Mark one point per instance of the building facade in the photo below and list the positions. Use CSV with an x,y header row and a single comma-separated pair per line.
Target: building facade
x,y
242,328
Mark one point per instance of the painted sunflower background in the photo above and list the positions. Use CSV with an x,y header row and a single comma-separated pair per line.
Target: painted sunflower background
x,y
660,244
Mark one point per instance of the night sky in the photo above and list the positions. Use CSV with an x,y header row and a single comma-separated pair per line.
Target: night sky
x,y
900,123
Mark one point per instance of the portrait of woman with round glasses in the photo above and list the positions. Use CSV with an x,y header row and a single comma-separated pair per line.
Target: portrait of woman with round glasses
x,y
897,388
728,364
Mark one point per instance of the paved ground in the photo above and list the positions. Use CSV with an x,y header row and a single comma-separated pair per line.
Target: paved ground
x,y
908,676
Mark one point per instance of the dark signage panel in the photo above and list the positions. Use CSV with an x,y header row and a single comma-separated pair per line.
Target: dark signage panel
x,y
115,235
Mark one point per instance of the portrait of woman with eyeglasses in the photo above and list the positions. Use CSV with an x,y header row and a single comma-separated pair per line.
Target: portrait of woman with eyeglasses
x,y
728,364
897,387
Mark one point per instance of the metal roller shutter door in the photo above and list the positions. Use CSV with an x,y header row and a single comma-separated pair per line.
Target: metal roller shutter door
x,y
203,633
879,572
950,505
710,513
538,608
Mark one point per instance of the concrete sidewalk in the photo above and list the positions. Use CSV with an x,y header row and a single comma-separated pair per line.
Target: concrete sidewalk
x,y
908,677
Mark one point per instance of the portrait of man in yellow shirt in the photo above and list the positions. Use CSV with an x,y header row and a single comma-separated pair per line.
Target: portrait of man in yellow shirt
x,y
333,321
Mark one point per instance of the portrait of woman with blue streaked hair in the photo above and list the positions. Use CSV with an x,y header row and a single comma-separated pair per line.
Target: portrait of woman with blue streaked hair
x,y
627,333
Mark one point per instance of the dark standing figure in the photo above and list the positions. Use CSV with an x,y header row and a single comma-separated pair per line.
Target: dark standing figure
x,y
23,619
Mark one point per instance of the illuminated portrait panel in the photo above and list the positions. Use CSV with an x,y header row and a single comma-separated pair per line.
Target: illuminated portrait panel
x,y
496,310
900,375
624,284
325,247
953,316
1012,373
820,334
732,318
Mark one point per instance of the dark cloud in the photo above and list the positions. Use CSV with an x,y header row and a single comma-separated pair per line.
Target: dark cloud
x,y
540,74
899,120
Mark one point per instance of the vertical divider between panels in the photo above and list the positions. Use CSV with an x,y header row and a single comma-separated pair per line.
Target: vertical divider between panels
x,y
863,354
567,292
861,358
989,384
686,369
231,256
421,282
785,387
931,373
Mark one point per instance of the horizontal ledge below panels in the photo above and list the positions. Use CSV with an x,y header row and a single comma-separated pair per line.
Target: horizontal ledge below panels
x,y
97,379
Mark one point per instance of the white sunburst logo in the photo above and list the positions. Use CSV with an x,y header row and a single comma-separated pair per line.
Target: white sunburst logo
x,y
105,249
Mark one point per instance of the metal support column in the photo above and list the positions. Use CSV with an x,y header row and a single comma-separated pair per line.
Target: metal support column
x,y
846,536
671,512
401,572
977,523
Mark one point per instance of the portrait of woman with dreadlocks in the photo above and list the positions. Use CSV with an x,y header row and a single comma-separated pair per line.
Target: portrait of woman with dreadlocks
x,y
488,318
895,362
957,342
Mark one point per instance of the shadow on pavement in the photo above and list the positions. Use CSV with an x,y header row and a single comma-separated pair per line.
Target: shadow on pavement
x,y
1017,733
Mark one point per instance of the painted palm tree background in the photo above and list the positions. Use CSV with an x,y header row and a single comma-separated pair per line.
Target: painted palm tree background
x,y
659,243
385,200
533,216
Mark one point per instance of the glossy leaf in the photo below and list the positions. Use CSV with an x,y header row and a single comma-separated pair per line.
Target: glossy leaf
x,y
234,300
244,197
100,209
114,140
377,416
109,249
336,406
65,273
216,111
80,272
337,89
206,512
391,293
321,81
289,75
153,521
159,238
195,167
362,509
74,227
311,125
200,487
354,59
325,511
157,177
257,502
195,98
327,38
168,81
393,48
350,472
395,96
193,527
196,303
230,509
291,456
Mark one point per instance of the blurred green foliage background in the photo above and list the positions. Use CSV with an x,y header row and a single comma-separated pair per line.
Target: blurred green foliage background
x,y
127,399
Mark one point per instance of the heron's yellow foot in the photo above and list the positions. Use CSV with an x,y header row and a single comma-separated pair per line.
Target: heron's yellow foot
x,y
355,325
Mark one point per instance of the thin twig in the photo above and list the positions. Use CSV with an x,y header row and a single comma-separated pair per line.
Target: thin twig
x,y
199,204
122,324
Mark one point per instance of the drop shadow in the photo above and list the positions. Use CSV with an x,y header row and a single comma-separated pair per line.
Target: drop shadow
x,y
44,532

- [WHAT IS ASKED]: Please restate the records in full, word for word.

- [RESULT OF THIS TASK]:
Mark one point per instance of the building facade in the photo below and list the positions. Use CSV with an x,y header row and a single comma-separated pair per line.
Target: building facade
x,y
242,328
Mark one point per instance of the painted sunflower background in the photo above and list the positions. Use CSV with an x,y header row and a single comma-separated pair per line.
Target: painted sunflower background
x,y
660,244
Mark one point per instance of the night sky in the photo above and list the positions. Use CSV with an x,y header row and a single comma-separated pair per line.
Target: night sky
x,y
900,123
Mark one point per instance of the portrait of woman with round glasses in the photo above and list the positions. Use CSV with an x,y header row and a single comma-separated pair per line.
Target: portrait of woman with round glasses
x,y
897,388
728,364
Mark one point per instance of the paved ground in the photo above and list the positions. Use CSV with an x,y header row and a single comma-separated pair per line.
Target: paved ground
x,y
908,676
Mark one point per instance of the dark signage panel in the photo above and list the positions. Use CSV with an x,y header row and a single comma-separated pair per line.
Target: dark signage panel
x,y
115,235
Mark one point per instance of the portrait of woman with eyeglasses in the photo above and list the positions. Use CSV with an x,y header row and a single comma-separated pair per line.
Target: portrait of woman with eyeglasses
x,y
728,364
897,387
Mark one point per instance of the metal roller shutter door in the photo above and list the positions. Use CSV with an x,y header row and a single comma-separated pair per line.
Target: metal roller shutter door
x,y
203,633
879,572
950,505
710,513
538,608
Mark one point per instance of the concrete sidewalk in the photo above and list the positions. Use CSV with an x,y header row and a single comma-separated pair per line.
Target: concrete sidewalk
x,y
908,677
Mark one point per instance of the portrait of man in yellow shirt in the photo above and list the positions. Use CSV with an x,y header row and a single comma-separated pair per line.
Target: portrait of man in yellow shirt
x,y
333,321
Mark one point per instance of the portrait of woman with blue streaked hair in the photo above and list the positions. Use CSV with an x,y header row and a single comma-separated pair per line.
Target: portrait of woman with blue streaked hair
x,y
627,333
Mark one point per instance of the dark standing figure in the photo above and list the positions. Use CSV with an x,y header row and a single comma-separated pair per line.
Target: dark standing figure
x,y
23,619
Mark one point per instance of the illuminated portrait panel in the photo above and list the positions. Use CSV with an x,y header row and a single comma-separated pair per line.
Target: illuminated portrait panel
x,y
496,310
900,375
624,284
325,247
953,316
1012,373
820,334
732,318
Mark one point per instance of the dark cloud in the photo above and list the positions. Use CSV with an x,y header row and a single comma-separated pair per line.
Target: dark cloud
x,y
540,74
899,120
Mark one point per instance of the vertical divider between panels in the photo above and list the positions. Use CSV with an x,y header row and a single comma-separated pair per line.
Target: vertical divider between panels
x,y
863,354
567,292
861,358
989,384
686,369
231,256
421,282
785,387
931,373
Mark one point per instance of the horizontal ledge below panels in the photo above and list the positions. Use CSV with an x,y header row and a single comma-separated pair per line.
Target: horizontal ledge below panels
x,y
97,379
Mark one point per instance of the white sunburst logo in the photo above and list the positions. Use CSV with an x,y header row and a single comma-separated pair per line.
Target: white sunburst logo
x,y
105,249
Mark one point per instance of the metal support column in the photo above and list the positions. Use CSV with an x,y header row and a single comma-separated pair per line.
Target: metal support column
x,y
846,536
671,512
401,572
977,523
Mark one point per instance of the portrait of woman with dreadlocks in the photo above and list the positions. Use CSV with an x,y header row and a single comma-separated pair per line.
Target: portrait of woman with dreadlocks
x,y
488,318
895,362
957,342
Mark one point per instance of the shadow on pavement in the photo above and list the positions. Use CSV with an x,y header row and a single comma-separated pair per line.
Target: shadow on pavement
x,y
1017,733
Mark one point per instance of the painted palm tree background in the photo above and list the positions. Use CSV with an x,y header row and a single comma-separated pair per line.
Target: painted palm tree background
x,y
659,243
385,200
533,216
Mark one point per instance of the glossy leaf in the photo below and list the positions. Use CSV with an x,y header row and a single comma-separated pair per line.
Target: glossy leaf
x,y
234,300
244,197
100,209
114,140
377,416
109,249
336,406
65,273
216,111
80,272
337,89
206,512
391,293
321,81
289,75
153,521
159,238
195,167
362,509
74,227
311,125
200,487
354,59
325,511
157,177
257,502
195,98
327,38
168,81
393,48
350,472
395,96
193,527
196,303
230,509
291,456
Mark one point per instance of the blurred green foliage background in the photo above and list the positions. Use CSV with an x,y header row and a single comma-separated pair per line.
Target: blurred green foliage background
x,y
127,399
Mark one point per instance of the heron's yellow foot in the photo above and list the positions. Use CSV with an x,y header row and a single comma-separated pair per line.
Target: heron's yellow foot
x,y
355,325
Mark one point per instance of the thin twig in the photo above and list the positions. Use CSV with an x,y header row and a single comma-separated pair per line.
Target: thin twig
x,y
199,204
122,324
Mark one point per instance of the drop shadow in the photo above and list the positions. Use CSV with an x,y header row and a single comma-separated pair per line.
Target: drop shadow
x,y
44,532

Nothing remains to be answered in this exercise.